-- Begin THE INPUT --

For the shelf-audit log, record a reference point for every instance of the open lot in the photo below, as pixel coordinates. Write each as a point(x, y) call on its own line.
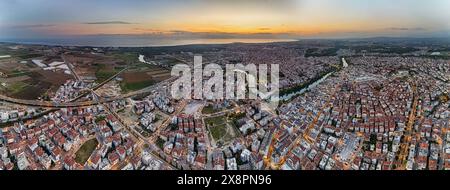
point(85, 151)
point(139, 79)
point(221, 130)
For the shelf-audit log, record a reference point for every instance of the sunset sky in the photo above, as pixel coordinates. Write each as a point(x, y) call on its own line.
point(218, 18)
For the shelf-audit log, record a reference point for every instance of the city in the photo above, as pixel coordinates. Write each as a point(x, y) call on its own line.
point(368, 104)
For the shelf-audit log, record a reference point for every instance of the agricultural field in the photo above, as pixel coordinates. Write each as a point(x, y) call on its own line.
point(138, 79)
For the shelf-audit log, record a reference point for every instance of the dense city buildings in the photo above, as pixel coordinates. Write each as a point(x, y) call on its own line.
point(362, 104)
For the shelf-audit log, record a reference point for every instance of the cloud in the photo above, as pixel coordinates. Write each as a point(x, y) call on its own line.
point(27, 26)
point(109, 22)
point(263, 28)
point(406, 29)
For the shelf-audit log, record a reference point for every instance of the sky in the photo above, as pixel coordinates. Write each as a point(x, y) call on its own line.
point(225, 18)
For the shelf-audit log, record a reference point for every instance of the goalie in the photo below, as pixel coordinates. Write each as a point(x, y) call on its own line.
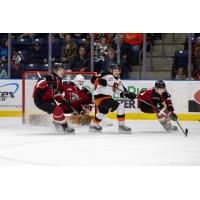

-- End THE INPUT --

## SHORT EXERCISE
Could you copy the material above verbatim, line for line, leaving the pictures out?

## THE SOLUTION
For the shelf-audit log, record a reference point for every instance of the open lot in the photo below, as pixel coordinates. Write each as a point(x, y) call on its own line.
point(85, 151)
point(139, 79)
point(221, 130)
For the shelf-audit log, record a reference point for every instance of the sunset sky in the photo above, as pixel coordinates. Write each as a point(x, y) call on its own line.
point(218, 18)
For the shelf-audit log, record a reference point for every instance of the city in the photo above, as pixel coordinates. Write each as a point(x, y) call on its own line.
point(368, 104)
For the shelf-audit log, record a reference point for every instance of the agricultural field in the photo above, as pixel coordinates. Write each as a point(x, y) call on its own line.
point(138, 79)
For the shelf-audit log, record a reference point for every instance of the dense city buildings in the photo above, as pixel coordinates. Write each as a point(x, y) call on its own line.
point(362, 104)
For the shelf-audit log, record a reference point for every instance of the cloud in the photo above, as pixel coordinates. Write each as a point(x, y) call on its own line.
point(27, 26)
point(109, 22)
point(263, 28)
point(406, 29)
For the shelf-audit log, record a reference point for every instance of the sky in the photo above, as pixel coordinates. Write each as a point(x, y) call on its own line.
point(225, 18)
For the shelf-audit log, record a reference point for every instance of the goalie in the photo below, as pixel coordinates. Write each as a point(x, y) call on its own line.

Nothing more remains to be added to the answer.